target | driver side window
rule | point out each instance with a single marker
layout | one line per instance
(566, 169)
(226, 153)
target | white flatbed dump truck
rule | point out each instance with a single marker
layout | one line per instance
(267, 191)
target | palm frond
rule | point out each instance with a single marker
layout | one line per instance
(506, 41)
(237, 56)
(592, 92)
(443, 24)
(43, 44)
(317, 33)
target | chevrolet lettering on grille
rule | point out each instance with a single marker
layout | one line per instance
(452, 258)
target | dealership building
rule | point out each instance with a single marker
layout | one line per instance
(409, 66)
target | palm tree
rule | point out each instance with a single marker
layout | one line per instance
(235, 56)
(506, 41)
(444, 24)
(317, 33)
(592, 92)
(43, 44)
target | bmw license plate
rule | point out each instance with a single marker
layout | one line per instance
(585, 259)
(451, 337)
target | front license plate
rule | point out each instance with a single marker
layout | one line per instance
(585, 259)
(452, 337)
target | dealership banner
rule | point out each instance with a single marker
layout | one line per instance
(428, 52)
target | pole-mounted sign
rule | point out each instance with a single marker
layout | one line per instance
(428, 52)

==*==

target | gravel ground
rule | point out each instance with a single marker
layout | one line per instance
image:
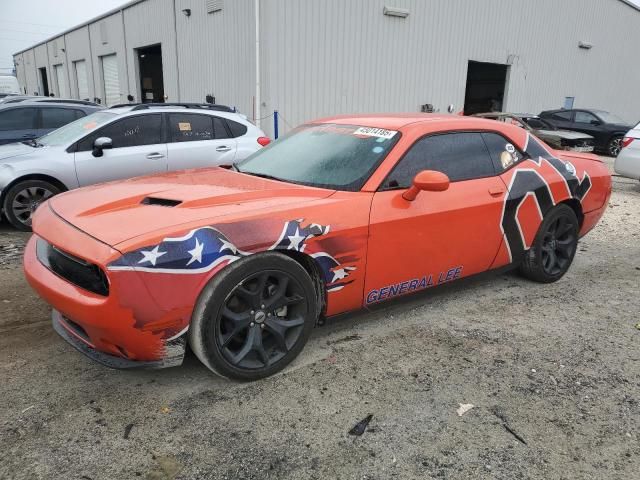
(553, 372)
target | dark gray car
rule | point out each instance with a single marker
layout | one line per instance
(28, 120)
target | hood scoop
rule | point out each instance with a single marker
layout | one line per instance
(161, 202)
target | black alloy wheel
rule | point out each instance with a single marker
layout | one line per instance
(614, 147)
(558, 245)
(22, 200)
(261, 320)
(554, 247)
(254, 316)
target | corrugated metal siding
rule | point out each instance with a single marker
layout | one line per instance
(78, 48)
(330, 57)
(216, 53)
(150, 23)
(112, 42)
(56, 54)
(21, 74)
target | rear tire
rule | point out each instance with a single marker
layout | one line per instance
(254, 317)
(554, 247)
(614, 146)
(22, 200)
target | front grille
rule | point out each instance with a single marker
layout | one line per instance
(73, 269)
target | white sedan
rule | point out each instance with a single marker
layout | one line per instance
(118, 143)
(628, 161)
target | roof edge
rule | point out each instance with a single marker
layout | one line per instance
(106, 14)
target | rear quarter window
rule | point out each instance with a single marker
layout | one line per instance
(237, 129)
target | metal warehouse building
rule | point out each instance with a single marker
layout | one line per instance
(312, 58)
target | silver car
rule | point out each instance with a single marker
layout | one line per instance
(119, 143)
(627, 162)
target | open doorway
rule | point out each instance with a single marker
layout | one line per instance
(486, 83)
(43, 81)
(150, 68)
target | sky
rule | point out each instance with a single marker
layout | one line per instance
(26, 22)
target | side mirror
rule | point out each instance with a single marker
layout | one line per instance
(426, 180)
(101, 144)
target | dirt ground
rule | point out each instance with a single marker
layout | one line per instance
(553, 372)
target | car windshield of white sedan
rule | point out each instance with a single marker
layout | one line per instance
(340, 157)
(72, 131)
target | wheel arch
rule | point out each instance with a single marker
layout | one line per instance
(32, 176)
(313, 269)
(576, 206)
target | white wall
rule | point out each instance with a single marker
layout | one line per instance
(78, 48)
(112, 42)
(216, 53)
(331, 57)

==*==

- **Requirement**:
Find every line in the entries above that contains the word "sedan", and copy each such line. Case counts.

- **Response**:
target | white sedan
target | car windshield of white sedan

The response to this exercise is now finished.